How many lines in the records contain the word "building"? Reply with the number alone.

### Listed entries

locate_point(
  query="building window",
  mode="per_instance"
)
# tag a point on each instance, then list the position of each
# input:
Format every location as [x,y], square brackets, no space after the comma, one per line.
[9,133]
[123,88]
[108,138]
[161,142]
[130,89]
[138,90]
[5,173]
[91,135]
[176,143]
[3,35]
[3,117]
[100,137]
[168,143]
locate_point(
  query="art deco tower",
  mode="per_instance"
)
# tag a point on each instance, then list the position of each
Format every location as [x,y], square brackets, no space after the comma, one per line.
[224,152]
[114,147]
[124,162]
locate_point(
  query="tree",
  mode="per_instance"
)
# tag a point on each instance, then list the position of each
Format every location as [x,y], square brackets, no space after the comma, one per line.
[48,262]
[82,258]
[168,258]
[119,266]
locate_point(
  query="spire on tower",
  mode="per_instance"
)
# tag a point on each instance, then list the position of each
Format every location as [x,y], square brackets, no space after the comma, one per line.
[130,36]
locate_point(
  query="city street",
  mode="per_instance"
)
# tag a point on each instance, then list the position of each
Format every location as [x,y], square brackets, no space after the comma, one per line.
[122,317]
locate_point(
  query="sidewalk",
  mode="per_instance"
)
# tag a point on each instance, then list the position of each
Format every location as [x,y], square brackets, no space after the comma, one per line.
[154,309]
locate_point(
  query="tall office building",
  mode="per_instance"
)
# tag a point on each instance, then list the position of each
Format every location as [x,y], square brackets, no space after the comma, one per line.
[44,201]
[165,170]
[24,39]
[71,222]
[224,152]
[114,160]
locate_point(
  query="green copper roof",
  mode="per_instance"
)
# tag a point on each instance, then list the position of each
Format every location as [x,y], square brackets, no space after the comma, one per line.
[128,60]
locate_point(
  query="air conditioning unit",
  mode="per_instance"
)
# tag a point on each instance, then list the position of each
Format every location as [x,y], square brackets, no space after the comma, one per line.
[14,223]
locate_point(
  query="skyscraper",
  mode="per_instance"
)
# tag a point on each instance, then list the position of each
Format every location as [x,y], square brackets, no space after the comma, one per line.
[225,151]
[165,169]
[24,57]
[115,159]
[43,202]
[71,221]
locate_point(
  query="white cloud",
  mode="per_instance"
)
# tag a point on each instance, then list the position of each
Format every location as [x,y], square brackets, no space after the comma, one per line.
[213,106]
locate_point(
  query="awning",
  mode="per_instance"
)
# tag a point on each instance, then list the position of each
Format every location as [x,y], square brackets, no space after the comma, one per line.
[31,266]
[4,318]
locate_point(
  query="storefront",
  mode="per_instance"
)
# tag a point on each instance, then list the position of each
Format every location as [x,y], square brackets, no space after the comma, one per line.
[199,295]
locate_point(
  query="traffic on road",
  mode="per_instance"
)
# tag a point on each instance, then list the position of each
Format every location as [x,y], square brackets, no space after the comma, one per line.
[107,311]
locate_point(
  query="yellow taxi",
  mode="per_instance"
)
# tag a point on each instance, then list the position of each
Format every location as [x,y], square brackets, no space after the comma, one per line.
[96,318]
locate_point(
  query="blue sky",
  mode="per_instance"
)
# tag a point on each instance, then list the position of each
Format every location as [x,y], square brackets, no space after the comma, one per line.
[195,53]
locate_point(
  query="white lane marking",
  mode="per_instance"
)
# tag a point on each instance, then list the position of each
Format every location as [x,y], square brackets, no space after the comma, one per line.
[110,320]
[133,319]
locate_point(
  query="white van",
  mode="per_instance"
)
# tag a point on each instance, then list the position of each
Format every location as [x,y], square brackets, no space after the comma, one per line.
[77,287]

######

#### Exercise result:
2